Records shown
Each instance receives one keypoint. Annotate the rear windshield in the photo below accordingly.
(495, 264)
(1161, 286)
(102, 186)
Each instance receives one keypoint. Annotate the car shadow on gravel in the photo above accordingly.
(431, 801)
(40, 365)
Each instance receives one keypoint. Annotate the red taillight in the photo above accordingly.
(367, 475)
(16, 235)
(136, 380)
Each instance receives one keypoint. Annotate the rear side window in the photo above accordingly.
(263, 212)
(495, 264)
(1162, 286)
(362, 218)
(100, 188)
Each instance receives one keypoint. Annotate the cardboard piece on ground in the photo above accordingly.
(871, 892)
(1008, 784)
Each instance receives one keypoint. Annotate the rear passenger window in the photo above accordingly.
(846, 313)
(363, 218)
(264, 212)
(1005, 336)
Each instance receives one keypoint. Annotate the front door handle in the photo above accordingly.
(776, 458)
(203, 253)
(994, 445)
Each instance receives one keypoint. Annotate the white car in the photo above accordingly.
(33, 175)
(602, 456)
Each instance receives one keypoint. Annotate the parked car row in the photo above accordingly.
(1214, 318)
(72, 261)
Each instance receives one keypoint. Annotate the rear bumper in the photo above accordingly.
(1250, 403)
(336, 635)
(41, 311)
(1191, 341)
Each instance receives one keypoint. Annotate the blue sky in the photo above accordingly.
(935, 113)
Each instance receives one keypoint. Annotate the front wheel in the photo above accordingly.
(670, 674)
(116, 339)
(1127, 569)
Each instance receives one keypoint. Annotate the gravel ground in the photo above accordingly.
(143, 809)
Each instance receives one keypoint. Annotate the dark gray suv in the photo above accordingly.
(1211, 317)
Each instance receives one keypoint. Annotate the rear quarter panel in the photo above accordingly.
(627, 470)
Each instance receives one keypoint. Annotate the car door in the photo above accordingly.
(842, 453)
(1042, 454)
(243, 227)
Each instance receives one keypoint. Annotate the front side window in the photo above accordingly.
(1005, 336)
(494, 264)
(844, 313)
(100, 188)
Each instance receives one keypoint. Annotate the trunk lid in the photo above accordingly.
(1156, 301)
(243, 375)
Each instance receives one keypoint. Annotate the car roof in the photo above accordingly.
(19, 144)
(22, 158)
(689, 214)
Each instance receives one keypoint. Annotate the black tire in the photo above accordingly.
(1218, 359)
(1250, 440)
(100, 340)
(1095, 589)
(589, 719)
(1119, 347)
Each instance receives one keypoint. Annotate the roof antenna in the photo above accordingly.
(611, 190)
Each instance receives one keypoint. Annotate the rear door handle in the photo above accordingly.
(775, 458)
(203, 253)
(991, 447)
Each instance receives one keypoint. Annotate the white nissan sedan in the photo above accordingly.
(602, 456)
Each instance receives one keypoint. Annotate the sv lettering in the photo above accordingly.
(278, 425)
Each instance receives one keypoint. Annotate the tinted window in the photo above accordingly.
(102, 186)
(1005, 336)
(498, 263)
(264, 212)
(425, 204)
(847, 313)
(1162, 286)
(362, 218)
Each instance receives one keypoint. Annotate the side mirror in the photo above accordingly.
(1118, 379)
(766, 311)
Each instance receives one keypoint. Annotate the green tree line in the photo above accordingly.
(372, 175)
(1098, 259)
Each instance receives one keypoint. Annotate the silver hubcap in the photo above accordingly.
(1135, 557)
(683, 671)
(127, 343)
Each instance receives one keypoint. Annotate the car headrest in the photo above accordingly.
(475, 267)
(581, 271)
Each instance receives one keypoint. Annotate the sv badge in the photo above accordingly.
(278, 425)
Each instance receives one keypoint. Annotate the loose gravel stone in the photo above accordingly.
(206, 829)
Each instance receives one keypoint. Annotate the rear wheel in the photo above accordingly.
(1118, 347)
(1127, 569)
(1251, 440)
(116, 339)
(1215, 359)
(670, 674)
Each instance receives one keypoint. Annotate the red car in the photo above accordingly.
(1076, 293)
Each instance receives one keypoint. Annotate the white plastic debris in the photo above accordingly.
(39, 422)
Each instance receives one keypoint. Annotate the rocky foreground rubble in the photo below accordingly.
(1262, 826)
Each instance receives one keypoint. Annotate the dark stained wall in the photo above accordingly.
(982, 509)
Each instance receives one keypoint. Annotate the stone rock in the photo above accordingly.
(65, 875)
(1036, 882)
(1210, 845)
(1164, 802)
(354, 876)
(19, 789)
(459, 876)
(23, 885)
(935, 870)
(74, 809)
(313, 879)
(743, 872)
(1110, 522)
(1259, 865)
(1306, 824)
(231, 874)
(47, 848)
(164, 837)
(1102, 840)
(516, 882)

Instruction
Rewrite the records above from the beginning through the line containing "(1191, 341)", changing each "Annotate" to "Mark" and keeping everything else the same.

Expected answer
Each instance receives one keypoint. Mark the rear windshield in the photo below accordingly.
(495, 264)
(1161, 286)
(102, 186)
Each instance receives one keypoint. Mark the car shadow on gravel in the photo above accordingly.
(431, 801)
(40, 365)
Each instance receives one keypoint. Mark the red taillight in the photo above accordingly.
(367, 475)
(16, 235)
(136, 380)
Each instance receives one keypoint. Mark the rear side window in the photo above accordingly.
(263, 212)
(495, 264)
(1162, 286)
(362, 218)
(100, 188)
Each instance receives one keypoint. Mark the cardboard piece on ground in the photo above accordingly.
(871, 892)
(1008, 784)
Each instance receives one keypoint. Mark the rear passenger window in the photo above accordingly.
(846, 313)
(363, 218)
(264, 212)
(1005, 336)
Each instance receives one keypoint. Mark the front door handle in the photo above accordingly.
(776, 458)
(203, 253)
(994, 445)
Each instance receives one keypoint. Mark the white car in the photo above accordingly.
(33, 175)
(602, 456)
Each instance receives one keypoint. Mark the parked car row in the photo above accordingly.
(1214, 318)
(72, 261)
Each instance receives one keypoint. Mark the rear bumper in the photo above accordingly.
(1250, 403)
(336, 635)
(41, 311)
(1191, 341)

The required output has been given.